[Task brief] Rewrite these lines with "self-closing" changed to "empty-element" everywhere it appears, leaving everything else as it is. Omit the pictures from your output.
** Begin Data entries **
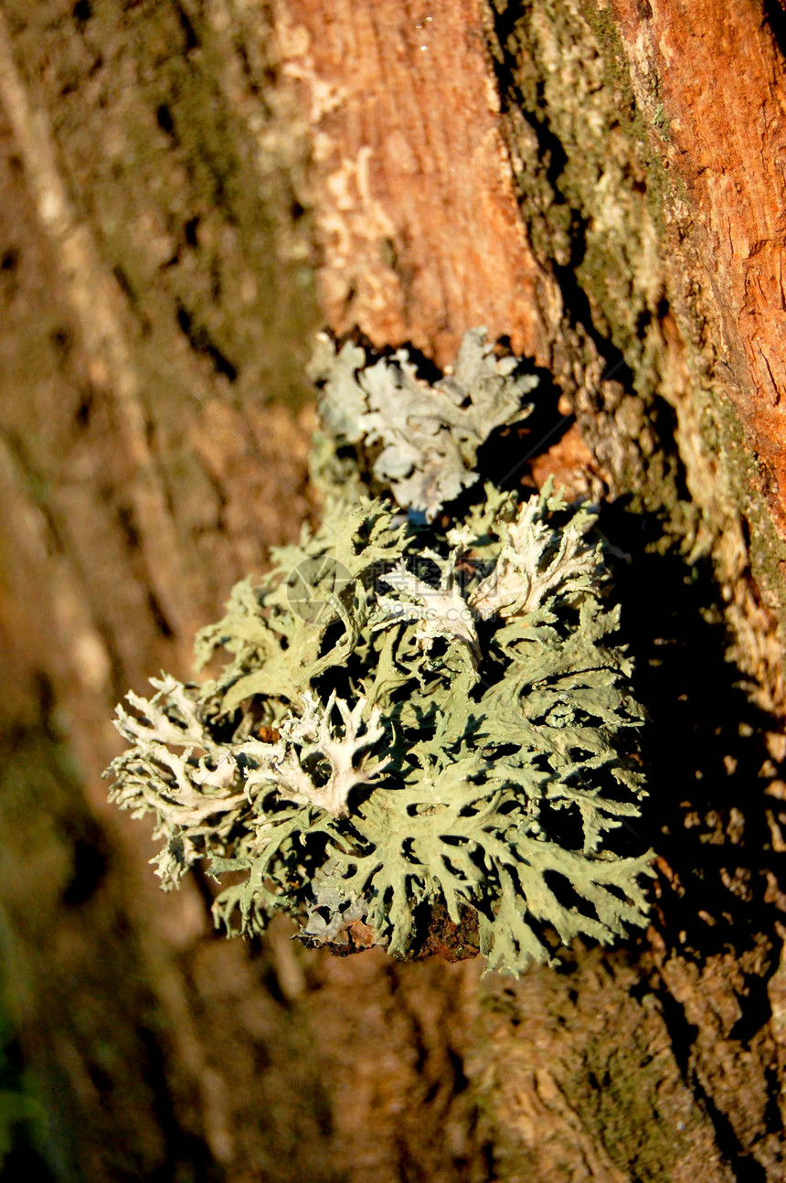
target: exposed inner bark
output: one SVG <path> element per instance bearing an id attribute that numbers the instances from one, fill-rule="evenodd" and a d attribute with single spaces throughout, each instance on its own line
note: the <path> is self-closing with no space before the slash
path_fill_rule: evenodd
<path id="1" fill-rule="evenodd" d="M 6 0 L 0 912 L 57 1177 L 782 1177 L 778 20 Z M 505 470 L 630 556 L 645 938 L 518 983 L 225 942 L 106 806 L 113 703 L 308 510 L 323 318 L 544 368 Z"/>

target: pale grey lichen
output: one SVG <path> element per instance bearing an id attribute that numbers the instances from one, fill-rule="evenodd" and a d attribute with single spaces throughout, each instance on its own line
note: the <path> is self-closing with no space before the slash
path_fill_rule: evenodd
<path id="1" fill-rule="evenodd" d="M 468 336 L 456 374 L 470 405 L 486 397 L 472 375 L 486 382 L 491 357 Z M 355 363 L 358 389 L 376 390 Z M 364 444 L 373 402 L 342 389 L 326 419 Z M 450 405 L 462 409 L 457 395 Z M 395 408 L 385 415 L 395 422 Z M 462 444 L 454 431 L 411 433 L 428 477 L 416 453 L 396 470 L 396 496 L 427 490 L 431 518 L 473 476 L 457 459 L 469 433 Z M 452 457 L 446 480 L 437 454 Z M 216 878 L 241 875 L 215 903 L 227 929 L 259 932 L 282 910 L 314 943 L 401 957 L 442 906 L 455 925 L 476 920 L 489 967 L 514 974 L 550 959 L 550 930 L 609 942 L 643 924 L 650 856 L 612 841 L 643 793 L 642 711 L 613 642 L 593 511 L 550 487 L 519 503 L 487 485 L 429 525 L 357 484 L 349 502 L 346 487 L 330 492 L 319 528 L 275 550 L 273 570 L 238 584 L 200 634 L 200 664 L 232 654 L 221 672 L 200 686 L 154 679 L 151 699 L 118 707 L 132 746 L 111 765 L 111 793 L 155 815 L 163 886 L 206 859 Z"/>
<path id="2" fill-rule="evenodd" d="M 453 373 L 426 381 L 407 349 L 370 355 L 320 338 L 310 373 L 331 445 L 373 453 L 371 473 L 398 505 L 431 521 L 478 480 L 478 448 L 496 427 L 522 419 L 538 379 L 515 357 L 498 357 L 483 329 L 465 335 Z M 332 452 L 332 446 L 330 448 Z"/>

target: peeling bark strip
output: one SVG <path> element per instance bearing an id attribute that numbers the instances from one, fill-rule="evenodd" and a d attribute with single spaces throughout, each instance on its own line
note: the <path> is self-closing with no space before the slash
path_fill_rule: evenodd
<path id="1" fill-rule="evenodd" d="M 0 932 L 58 1178 L 780 1183 L 786 745 L 717 623 L 782 702 L 778 0 L 2 7 Z M 295 530 L 242 440 L 305 487 L 314 224 L 334 329 L 511 334 L 586 440 L 535 471 L 634 500 L 663 877 L 626 950 L 243 948 L 103 804 L 118 694 Z"/>

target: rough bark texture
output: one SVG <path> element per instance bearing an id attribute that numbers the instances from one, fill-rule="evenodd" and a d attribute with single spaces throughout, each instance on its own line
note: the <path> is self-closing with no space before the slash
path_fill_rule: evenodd
<path id="1" fill-rule="evenodd" d="M 784 1177 L 782 20 L 4 0 L 0 931 L 57 1178 Z M 225 942 L 106 806 L 113 703 L 307 512 L 323 322 L 543 367 L 499 476 L 629 556 L 645 938 L 517 983 Z"/>

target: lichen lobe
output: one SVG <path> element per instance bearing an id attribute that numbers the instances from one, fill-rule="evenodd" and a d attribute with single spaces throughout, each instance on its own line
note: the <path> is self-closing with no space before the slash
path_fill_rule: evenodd
<path id="1" fill-rule="evenodd" d="M 340 381 L 319 362 L 332 427 L 317 452 L 319 526 L 201 632 L 202 665 L 230 654 L 214 679 L 154 679 L 151 699 L 118 707 L 131 746 L 111 765 L 112 796 L 155 815 L 164 887 L 201 859 L 219 880 L 240 877 L 214 905 L 228 931 L 260 932 L 284 911 L 308 944 L 480 950 L 513 974 L 579 935 L 619 938 L 647 913 L 650 856 L 616 841 L 643 794 L 642 711 L 595 513 L 548 486 L 520 502 L 487 484 L 468 508 L 454 502 L 485 434 L 521 414 L 534 382 L 481 331 L 447 402 L 447 379 L 430 386 L 401 355 L 382 369 L 355 355 L 350 373 L 346 350 L 333 350 Z M 401 420 L 369 419 L 369 389 L 402 371 L 418 383 L 420 434 L 407 401 Z M 389 424 L 426 459 L 410 448 L 385 492 L 390 465 L 373 459 Z M 402 512 L 429 465 L 430 499 Z"/>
** End Data entries **
[Response to this task]
target: exposed inner bark
output: one SVG <path> element per instance bearing an id attribute that numbers the instances from one, fill-rule="evenodd" and a d attribute with single spaces throughout, each instance on its own line
note: the <path> is empty-element with no space before the slash
path_fill_rule: evenodd
<path id="1" fill-rule="evenodd" d="M 6 0 L 0 912 L 57 1177 L 782 1177 L 778 20 Z M 505 470 L 630 556 L 645 938 L 518 983 L 225 942 L 106 806 L 113 703 L 308 510 L 323 318 L 544 368 Z"/>

target: pale grey lichen
output: one SVG <path> element per instance bearing an id attribute that numbers the instances from one, fill-rule="evenodd" and a d attribute with single spaces throughout, each instance on its own line
note: the <path> is empty-element with no space before the slash
path_fill_rule: evenodd
<path id="1" fill-rule="evenodd" d="M 468 336 L 456 374 L 470 405 L 486 397 L 472 375 L 486 382 L 491 357 Z M 355 363 L 358 389 L 376 390 Z M 364 444 L 373 402 L 342 389 L 326 419 Z M 450 405 L 462 409 L 457 395 Z M 395 408 L 385 415 L 395 422 Z M 462 444 L 454 431 L 411 433 L 428 477 L 416 453 L 396 470 L 396 496 L 427 490 L 431 518 L 473 476 L 457 459 L 469 433 Z M 452 457 L 446 480 L 437 454 Z M 216 878 L 241 875 L 215 903 L 227 929 L 259 932 L 282 910 L 314 943 L 401 957 L 442 906 L 455 925 L 476 920 L 489 967 L 514 974 L 550 959 L 550 930 L 609 942 L 643 924 L 650 856 L 612 841 L 643 793 L 642 711 L 613 642 L 593 511 L 550 487 L 519 503 L 487 485 L 429 525 L 357 484 L 349 502 L 346 487 L 330 492 L 319 528 L 275 550 L 273 570 L 238 584 L 200 634 L 200 664 L 232 654 L 221 672 L 200 686 L 154 679 L 151 699 L 118 707 L 132 746 L 111 765 L 111 793 L 155 815 L 163 886 L 206 859 Z"/>
<path id="2" fill-rule="evenodd" d="M 453 373 L 426 381 L 407 349 L 370 355 L 320 338 L 310 373 L 331 445 L 373 453 L 371 473 L 398 505 L 431 521 L 478 480 L 478 448 L 496 427 L 522 419 L 538 379 L 515 357 L 498 357 L 483 329 L 465 335 Z M 332 452 L 332 446 L 330 448 Z"/>

target: peeling bark strip
output: one SVG <path> element per instance bearing an id attribute that numbers the instances from one, fill-rule="evenodd" and a d attribute with single spaces throughout, each instance on its own line
note: the <path> is empty-element with no space before the slash
path_fill_rule: evenodd
<path id="1" fill-rule="evenodd" d="M 0 932 L 58 1178 L 780 1183 L 786 745 L 717 623 L 782 702 L 778 0 L 2 7 Z M 295 530 L 242 440 L 305 487 L 314 224 L 334 329 L 511 334 L 586 440 L 535 471 L 634 500 L 663 877 L 626 950 L 243 948 L 103 804 L 118 694 Z"/>

target: rough bark texture
output: one SVG <path> element per instance bearing an id attribute that numbers the instances from one, fill-rule="evenodd" and a d attribute with single spaces throughout, each instance on its own line
note: the <path> is empty-element with no space before the slash
path_fill_rule: evenodd
<path id="1" fill-rule="evenodd" d="M 784 1177 L 782 20 L 4 0 L 0 931 L 57 1178 Z M 225 942 L 106 806 L 113 703 L 307 512 L 323 322 L 543 367 L 499 476 L 629 556 L 645 938 L 517 983 Z"/>

target: lichen lobe
output: one SVG <path> element per instance bearing an id attribute that numbers the instances from one, fill-rule="evenodd" and a d attribute with single spaces throughout, each instance on its own line
note: the <path> is empty-element with no space before the slash
path_fill_rule: evenodd
<path id="1" fill-rule="evenodd" d="M 340 381 L 319 362 L 332 427 L 317 452 L 319 526 L 201 632 L 202 665 L 230 654 L 214 679 L 154 679 L 151 699 L 118 707 L 131 746 L 111 765 L 112 796 L 155 815 L 164 887 L 201 859 L 219 880 L 240 877 L 214 905 L 228 931 L 260 932 L 284 911 L 308 944 L 480 950 L 513 974 L 579 935 L 619 938 L 647 913 L 650 856 L 616 841 L 643 794 L 642 711 L 595 513 L 548 486 L 520 502 L 487 484 L 468 508 L 454 502 L 485 434 L 521 414 L 534 382 L 481 331 L 447 402 L 447 379 L 430 386 L 401 355 L 382 369 L 355 355 L 350 373 L 346 350 L 333 350 Z M 401 420 L 369 419 L 369 389 L 402 371 L 418 383 L 420 434 L 407 401 Z M 389 424 L 426 459 L 410 448 L 385 492 L 390 465 L 373 459 Z M 402 512 L 429 465 L 430 499 Z"/>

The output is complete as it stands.